:: PASSAGE SHOWN ::

Lance Armstrong and the Meaning of Repentance

Lance Armstrong and the Meaning of Repentance January 26, 2015

This just in from the BBC in an interview with cyclist, Lance Armstrong:

Shamed cyclist Lance Armstrong believes the time is coming when he should be forgiven for doping and lying – and told the BBC he would probably do it again.  Armstrong, 43, was stripped of his record seven Tour de France titles and banned from sport for life by the United States Anti-Doping Agency (Usada) in August 2012.  “If I was racing in 2015, no, I wouldn’t do it again because I don’t think you have to,” he said.  “If you take me back to 1995, when doping was completely pervasive, I would probably do it again.

“I should be forgiven, but I would do it again – only not now, because it isn’t necessary.”  And Mr. Armstrong wonders why his efforts at finding forgiveness have had “varying results?”

The strange incongruity of those assertions is nothing short of stunning. I don’t know enough about Mr. Armstrong’s inner life to judge the state of his soul, nor do I think much of poring over the lives of public figures, subjecting them to spiritual and psychological analysis.  But the story in the BBC does have me thinking about repentance and it suggested that it might be worth getting clear about the spiritual logic of repentance.  Here are some thoughts, arising out of questions that are natural to ask:

Does repentance involve feeling bad about ourselves?

Answer: No.  The misunderstanding that probably puts a hard stop to spiritual growth millions of times every day is the notion that what God wants from us is to feel badly about ourselves.  Repentance is not about who we are.  It’s about what we have done.

So, I’m not supposed to be ashamed of myself?

Answer: No.  Repentance is not about shaming anyone.  It’s about owning our culpability for wrongdoing.  That may lead to regret or remorse, but shame is a largely destructive emotion and it tends to foreclose on our confidence that God can forgive us.  The consistent message of the Christian message has been that there isn’t anything we can do to foreclose on that possibility.

:::
:: RECORDED INFORMATION ::

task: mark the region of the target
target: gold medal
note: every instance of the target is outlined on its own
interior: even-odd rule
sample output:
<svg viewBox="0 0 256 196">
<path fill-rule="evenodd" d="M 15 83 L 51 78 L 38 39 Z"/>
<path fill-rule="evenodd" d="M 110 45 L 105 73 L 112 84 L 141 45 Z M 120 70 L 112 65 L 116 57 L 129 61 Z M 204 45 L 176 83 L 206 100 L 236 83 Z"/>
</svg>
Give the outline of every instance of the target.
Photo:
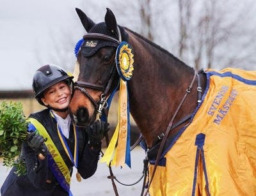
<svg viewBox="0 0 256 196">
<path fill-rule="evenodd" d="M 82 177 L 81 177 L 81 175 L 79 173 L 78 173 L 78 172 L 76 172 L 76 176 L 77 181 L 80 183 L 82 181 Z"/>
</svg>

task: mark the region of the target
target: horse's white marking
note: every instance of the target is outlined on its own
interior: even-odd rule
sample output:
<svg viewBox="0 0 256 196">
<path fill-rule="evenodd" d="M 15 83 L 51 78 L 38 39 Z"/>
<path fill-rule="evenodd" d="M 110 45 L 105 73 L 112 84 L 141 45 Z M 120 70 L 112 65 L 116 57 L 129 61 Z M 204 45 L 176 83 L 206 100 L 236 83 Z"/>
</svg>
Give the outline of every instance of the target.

:::
:: RECORDED INFORMATION ::

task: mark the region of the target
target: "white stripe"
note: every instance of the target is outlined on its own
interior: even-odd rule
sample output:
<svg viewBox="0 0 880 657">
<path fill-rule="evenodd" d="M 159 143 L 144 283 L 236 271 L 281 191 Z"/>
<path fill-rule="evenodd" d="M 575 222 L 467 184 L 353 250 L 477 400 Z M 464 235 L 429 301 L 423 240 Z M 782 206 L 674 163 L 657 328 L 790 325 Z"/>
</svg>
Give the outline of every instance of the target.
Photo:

:::

- [REQUIRED ACTIONS]:
[a] In the essay on Armstrong and repentance, which agency stripped Armstrong of his Tour de France titles, and when did it do so?
[b] Give every distinct year that appears in the essay on Armstrong and repentance.
[c] Extend the essay on Armstrong and repentance, starting after its final sentence.
The rows above play no part in this.

- [PER-TASK OUTPUTS]:
[a] The United States Anti-Doping Agency (Usada) did so in August 2012.

[b] 2015, 2012, 1995

[c]
I see, repentance is about making me feel bad – at least as far as regret or remorse is concerned?

No, again.  Oh, to be sure, we may feel regret and remorse.  Those feelings are the consequence of our actions and they are emotions that alert us to the fact that we have done something that jeopardizes the balance in our relationship with God or with others.  That’s what happens when you are spiritually and emotionally mature.   But getting you to feel remorse or regret is not what God is after in the act of repentance.

So, what is God’s goal?

Think of it this way.  When we ignore God, violate the demands of our conscience, or harm others, we usually do it because something is too important in our lives for us to experience freedom.  We are owned by our fears or our addictions. The goal of repentance is to free us of those fears and addictions, so that God can give us what no one and nothing else can: ordered love, balance, freedom – all of which are the consequences of a life centered in God.

That was why Theodore of Mopsuestia (c. 428) described repentance as God-given “medicine.”  The purpose of repentance isn’t about feeling bad.  It isn’t about self-hating, soul-crushing shame.  It is about the freedom to receive healing.  An unqualified, honest, transparent break with the past, in the name of embracing a life marked by joyed-filled love and grace.